■ **WORK REQUIRED**: Copy all lines in the material holding the string "before".

■ **MATERIAL SHOWN**:
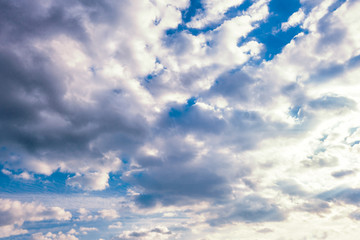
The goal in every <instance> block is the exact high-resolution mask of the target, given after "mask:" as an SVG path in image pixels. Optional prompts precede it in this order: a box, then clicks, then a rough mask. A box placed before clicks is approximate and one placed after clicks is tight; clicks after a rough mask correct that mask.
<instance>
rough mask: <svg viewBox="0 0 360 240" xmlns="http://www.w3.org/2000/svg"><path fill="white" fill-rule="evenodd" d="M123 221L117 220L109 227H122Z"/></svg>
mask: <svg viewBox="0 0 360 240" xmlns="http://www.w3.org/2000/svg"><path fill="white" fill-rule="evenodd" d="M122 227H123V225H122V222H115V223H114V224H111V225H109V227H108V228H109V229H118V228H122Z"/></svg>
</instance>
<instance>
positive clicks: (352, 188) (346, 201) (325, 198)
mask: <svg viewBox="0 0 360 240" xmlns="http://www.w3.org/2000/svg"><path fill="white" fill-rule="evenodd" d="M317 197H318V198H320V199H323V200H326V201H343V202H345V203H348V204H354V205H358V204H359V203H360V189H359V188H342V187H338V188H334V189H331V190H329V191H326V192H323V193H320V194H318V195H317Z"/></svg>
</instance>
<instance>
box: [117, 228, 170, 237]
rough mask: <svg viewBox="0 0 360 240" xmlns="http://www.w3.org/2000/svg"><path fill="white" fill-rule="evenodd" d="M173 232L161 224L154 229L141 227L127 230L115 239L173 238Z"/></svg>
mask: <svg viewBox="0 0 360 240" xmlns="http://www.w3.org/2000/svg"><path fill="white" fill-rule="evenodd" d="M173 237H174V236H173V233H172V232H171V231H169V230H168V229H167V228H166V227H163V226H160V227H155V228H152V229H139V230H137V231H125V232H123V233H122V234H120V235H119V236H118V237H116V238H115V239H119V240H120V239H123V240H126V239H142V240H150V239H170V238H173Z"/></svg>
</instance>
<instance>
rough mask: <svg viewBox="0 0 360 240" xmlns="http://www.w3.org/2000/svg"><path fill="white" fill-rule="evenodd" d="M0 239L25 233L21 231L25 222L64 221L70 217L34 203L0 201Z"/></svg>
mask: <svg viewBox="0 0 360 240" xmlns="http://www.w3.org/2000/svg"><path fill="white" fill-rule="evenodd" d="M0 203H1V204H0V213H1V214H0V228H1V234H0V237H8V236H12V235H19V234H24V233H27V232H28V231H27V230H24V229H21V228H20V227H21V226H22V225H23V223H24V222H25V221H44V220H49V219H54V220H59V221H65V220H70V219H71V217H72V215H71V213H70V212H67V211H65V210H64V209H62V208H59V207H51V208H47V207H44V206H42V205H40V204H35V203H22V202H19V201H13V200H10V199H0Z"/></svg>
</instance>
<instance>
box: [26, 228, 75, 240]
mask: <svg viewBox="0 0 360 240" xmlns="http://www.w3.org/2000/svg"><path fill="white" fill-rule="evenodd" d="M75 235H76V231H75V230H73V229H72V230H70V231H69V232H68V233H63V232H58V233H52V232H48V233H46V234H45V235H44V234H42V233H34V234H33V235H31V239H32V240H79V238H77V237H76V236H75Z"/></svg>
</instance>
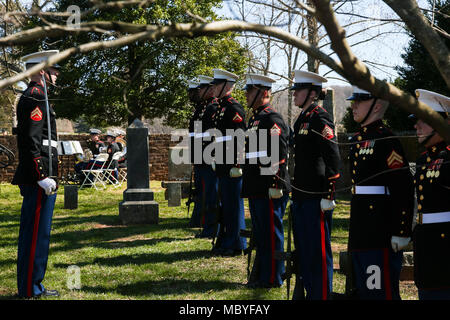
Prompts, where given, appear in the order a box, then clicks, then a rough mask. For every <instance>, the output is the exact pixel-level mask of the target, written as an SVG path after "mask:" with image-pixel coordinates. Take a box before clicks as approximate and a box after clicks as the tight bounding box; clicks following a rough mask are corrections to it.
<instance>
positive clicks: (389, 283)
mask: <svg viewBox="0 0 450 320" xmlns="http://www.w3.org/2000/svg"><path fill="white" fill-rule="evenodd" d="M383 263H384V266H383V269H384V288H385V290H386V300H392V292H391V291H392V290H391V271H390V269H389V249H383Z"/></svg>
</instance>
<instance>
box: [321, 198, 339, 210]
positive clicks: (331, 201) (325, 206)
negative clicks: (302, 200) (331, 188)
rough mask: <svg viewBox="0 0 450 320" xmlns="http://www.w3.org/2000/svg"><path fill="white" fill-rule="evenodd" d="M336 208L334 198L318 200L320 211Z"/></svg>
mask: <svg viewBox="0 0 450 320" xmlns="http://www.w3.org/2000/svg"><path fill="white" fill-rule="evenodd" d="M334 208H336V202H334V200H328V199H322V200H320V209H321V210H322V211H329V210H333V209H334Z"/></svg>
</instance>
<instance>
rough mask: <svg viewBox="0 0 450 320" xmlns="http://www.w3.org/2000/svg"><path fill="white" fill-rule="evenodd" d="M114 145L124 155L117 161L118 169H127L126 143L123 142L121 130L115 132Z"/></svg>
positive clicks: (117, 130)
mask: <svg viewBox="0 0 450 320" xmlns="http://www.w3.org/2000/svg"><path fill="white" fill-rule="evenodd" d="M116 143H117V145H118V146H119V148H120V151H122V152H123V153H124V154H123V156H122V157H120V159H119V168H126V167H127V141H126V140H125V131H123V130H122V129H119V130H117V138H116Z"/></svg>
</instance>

■ **RESPONSE TO THIS TASK**:
The goal in every <instance> block is the exact high-resolution mask of the target, given after "mask:" as an SVG path in image pixels. Optional prompts precede it in this order: a box, then clicks, then a rough mask. A box placed before clicks is approximate and one placed after clicks is tight; clicks after a rough mask correct that mask.
Prompts, where given, appear in the order a box, then clicks, then a rough mask. For every <instance>, the output is the exact pixel-level mask of the target, written as an SVG path after "mask:" with image-pixel coordinates. Take a box before clicks as approximate and a box after clicks as the tight bounding box; clicks following a rough mask are corrections to it.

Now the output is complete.